**RECORDED DATA:**
___

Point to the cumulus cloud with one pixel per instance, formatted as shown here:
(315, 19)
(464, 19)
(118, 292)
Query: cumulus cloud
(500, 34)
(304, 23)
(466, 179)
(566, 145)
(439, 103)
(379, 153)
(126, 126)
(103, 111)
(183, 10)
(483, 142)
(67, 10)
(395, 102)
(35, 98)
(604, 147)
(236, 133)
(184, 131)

___

**REQUIRED WORK:** Line by line, retype the data exactly as written.

**OUTPUT FOR THIS EXERCISE:**
Point to the cumulus cloud with one pixel per instance, formatted as shown here:
(315, 19)
(464, 19)
(118, 292)
Query: cumulus cloud
(500, 34)
(304, 23)
(466, 179)
(566, 145)
(439, 103)
(379, 153)
(126, 126)
(103, 111)
(183, 10)
(483, 142)
(67, 10)
(395, 102)
(35, 98)
(604, 147)
(236, 133)
(184, 131)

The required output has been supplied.